Text provided:
──────────────────────────────
Friday, July 29, 2016

Award Winning Innovations of Minnesota State Government

In reading a daily news service of government stories nationwide, I was struck by the preponderance of negative stories. Why do we focus so much on what government does wrong when government does so many things right?

On July 21st, the State of Minnesota is going to celebrate ten examples of state government innovation. As the chair of the judging committee for the awards, I can report that MN state government is making great progress. Nearly 70 applications were received from 18 different state agencies demonstrating that our government officials are trying new ways to deliver government services more efficiently and effectively, which made are judging difficult.

We chose three innovations to receive the highest commendation:

· Department of Transportation: Government-to-Government Tribal-State Relations Training
State agencies have long grappled with how to properly communicate, interact and consult with Minnesota’s Tribal Sovereign Nations. Employees of state agencies are mandated by the Governor’s Executive Order 13-10 to consult with the tribes on matters of mutual interest, yet they have not been equipped with the knowledge or skills they need to properly consult. Some agencies hired tribal liaisons to coordinate the work between their agencies and tribal nations. Due to the high demands, many tribal liaisons are overloaded. Alternatively, training for state officials was developed that included content needed to incorporate both the concerns of Minnesota’s Tribal Sovereign Nations and the needs and the requirements of state agencies. The University of Minnesota Duluth partnered with the state to develop the training.

· Department of Labor and Industry : PIPELINE Project
The Department of Labor and Industry is integrating and expanding the dual-training and registered apprenticeship system in Minnesota through the industry-based, employer-driven PIPELINE Project. Leveraging Minnesota’s success in registered apprenticeship programs, dual-training programs offer employment, education, and training to deliver industry required skills today for the high-demand, high-wage occupations of tomorrow. Industries included are advanced manufacturing, agriculture, health care services, and information technology. While housed at the Department of Labor and Industry, the PIPELINE Project is directed by employers and their industry representatives.

· Department of Transportation: Unmanned Aircraft Systems (UAS) Bridge Inspection Project
The Minnesota Department of Transportation found that Unmanned Aircraft Systems (UAS) for bridge inspection improve safety, provide less disruption to traffic, and reduce work time per bridge from eight to five days. Traditionally, bridge inspections are accomplished by a "snooper truck" that sits on the bridge deck and extends a bucket underneath the bridge. UAS provide inspection detail that replicate the information gleaned through traditional measures, and costs significantly less in equipment and traffic control needs.
──────────────────────────────
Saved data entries
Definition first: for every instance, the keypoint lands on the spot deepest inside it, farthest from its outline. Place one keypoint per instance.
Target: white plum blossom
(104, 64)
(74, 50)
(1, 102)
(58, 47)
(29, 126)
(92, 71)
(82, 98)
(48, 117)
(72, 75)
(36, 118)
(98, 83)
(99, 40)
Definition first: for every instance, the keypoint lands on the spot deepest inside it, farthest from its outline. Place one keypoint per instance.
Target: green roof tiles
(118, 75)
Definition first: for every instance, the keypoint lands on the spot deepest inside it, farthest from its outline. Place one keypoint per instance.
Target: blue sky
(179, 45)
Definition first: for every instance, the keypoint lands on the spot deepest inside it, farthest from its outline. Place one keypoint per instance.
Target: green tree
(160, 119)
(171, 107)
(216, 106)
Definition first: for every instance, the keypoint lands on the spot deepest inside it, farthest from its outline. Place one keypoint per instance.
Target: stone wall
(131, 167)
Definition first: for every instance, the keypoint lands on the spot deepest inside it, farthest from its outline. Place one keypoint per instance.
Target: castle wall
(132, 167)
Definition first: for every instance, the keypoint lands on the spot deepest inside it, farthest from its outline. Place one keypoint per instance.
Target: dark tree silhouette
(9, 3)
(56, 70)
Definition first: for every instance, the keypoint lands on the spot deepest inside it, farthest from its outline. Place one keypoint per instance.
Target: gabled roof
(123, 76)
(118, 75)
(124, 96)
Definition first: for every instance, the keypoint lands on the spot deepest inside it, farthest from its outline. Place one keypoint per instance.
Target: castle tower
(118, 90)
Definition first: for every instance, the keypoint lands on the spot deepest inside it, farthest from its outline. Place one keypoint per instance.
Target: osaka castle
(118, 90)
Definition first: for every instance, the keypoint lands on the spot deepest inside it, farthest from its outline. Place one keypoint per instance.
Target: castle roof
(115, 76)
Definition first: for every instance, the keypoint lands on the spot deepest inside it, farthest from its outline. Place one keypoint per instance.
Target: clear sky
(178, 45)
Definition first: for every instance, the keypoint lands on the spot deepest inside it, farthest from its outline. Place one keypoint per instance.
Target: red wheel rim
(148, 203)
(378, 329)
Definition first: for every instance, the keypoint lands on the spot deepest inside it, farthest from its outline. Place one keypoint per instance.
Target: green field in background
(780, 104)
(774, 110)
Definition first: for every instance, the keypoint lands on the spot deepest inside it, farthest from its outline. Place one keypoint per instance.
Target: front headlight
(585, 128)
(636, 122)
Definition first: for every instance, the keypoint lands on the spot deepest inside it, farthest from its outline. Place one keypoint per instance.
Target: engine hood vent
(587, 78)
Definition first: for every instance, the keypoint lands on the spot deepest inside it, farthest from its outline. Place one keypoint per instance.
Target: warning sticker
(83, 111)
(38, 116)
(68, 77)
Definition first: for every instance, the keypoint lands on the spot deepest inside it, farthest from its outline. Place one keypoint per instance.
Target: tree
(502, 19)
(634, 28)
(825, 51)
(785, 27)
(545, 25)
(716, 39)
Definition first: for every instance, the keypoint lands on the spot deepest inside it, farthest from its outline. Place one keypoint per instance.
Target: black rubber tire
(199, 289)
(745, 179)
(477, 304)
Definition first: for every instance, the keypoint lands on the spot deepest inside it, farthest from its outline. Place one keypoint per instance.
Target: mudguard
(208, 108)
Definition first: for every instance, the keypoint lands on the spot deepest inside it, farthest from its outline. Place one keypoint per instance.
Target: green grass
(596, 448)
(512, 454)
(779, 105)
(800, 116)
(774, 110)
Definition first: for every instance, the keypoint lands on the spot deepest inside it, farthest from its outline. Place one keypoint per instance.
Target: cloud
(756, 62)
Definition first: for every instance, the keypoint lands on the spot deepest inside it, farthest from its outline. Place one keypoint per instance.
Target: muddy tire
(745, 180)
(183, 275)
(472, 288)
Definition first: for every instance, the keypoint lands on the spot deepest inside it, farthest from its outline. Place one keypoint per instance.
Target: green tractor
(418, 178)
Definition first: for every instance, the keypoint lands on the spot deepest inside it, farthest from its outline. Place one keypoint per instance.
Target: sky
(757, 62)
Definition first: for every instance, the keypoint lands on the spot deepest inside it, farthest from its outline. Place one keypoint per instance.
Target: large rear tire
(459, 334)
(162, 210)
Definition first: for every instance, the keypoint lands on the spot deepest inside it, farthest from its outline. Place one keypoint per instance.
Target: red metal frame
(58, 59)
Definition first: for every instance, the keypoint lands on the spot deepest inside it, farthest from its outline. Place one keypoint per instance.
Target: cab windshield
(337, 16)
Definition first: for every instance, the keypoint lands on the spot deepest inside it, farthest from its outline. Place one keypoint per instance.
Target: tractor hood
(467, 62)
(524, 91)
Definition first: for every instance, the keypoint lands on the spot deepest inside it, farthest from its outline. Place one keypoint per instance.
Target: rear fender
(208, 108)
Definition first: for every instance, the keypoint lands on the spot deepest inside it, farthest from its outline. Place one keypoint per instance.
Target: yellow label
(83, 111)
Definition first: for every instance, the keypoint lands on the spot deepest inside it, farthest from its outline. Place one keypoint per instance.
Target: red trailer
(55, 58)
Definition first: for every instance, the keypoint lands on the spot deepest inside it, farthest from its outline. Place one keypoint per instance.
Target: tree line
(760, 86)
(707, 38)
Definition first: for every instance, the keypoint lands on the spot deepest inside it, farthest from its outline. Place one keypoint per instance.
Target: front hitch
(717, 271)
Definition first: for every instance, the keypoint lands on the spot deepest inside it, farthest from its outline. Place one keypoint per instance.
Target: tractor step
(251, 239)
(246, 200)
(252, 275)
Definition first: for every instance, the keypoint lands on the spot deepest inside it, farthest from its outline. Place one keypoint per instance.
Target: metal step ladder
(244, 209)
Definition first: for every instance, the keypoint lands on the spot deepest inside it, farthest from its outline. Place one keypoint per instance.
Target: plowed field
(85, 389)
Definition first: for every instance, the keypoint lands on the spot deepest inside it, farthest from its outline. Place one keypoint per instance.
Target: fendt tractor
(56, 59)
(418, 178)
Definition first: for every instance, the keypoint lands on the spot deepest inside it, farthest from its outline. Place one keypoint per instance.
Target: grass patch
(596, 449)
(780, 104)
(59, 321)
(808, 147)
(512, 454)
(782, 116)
──────────────────────────────
To do: Continue the blog post on Minnesota's state government innovation awards, picking up after its final sentence about the drone bridge inspections.

Your response:
The following seven innovations were also commended for their creativity, sustainability, and cost-effectiveness:

· An interactive online tool called ParkFinder that helps Minnesotans find a park that has just what they are looking for (e.g. beaches, bike trail, cabins, etc.);

· Design, construction, and restoration of aquatic habitat in the St. Louis River feeding Lake Superior to achieve Great Lakes Water Quality Agreement goals;

· A program for U. S. military Veterans in adult day care that uses songwriting, photography, and performance to entertain audiences, while giving purpose to the veterans;

· A first in the nation Army Compatible Land Use Buffer for Camp Ripley;

· A voluntary challenge, assistance, and recognition program to help Minnesota cities achieve their sustainability and quality-of-life goals;

· An outreach effort for state employees and their adult dependents who are at risk for type 2 diabetes that provides access to a digital program designed to lower participants’ risk for obesity-related chronic disease; and,

· An innovative community engagement process to update the Statewide Multimodal Transportation Plan and the 20-Year State Highway Investment Plan.

Each of these state innovations had a significant positive payback for the dollars invested while improving services for Minnesotans. The next time you are troubled by something government doesn’t do right, think about all the services like water quality, meat inspections, road design, public parks and forests, and universities that are done well. And know that Minnesota state public servants are continuing to innovate and improve what they do.

By: Jay Kiedrowski 

Jay is a Senior Fellow at the Humphrey School of Public Affairs at the University of Minnesota and directs the Minnesota State Government Innovation Awards, which are co-sponsored by the Humphrey School and the Bush Foundation.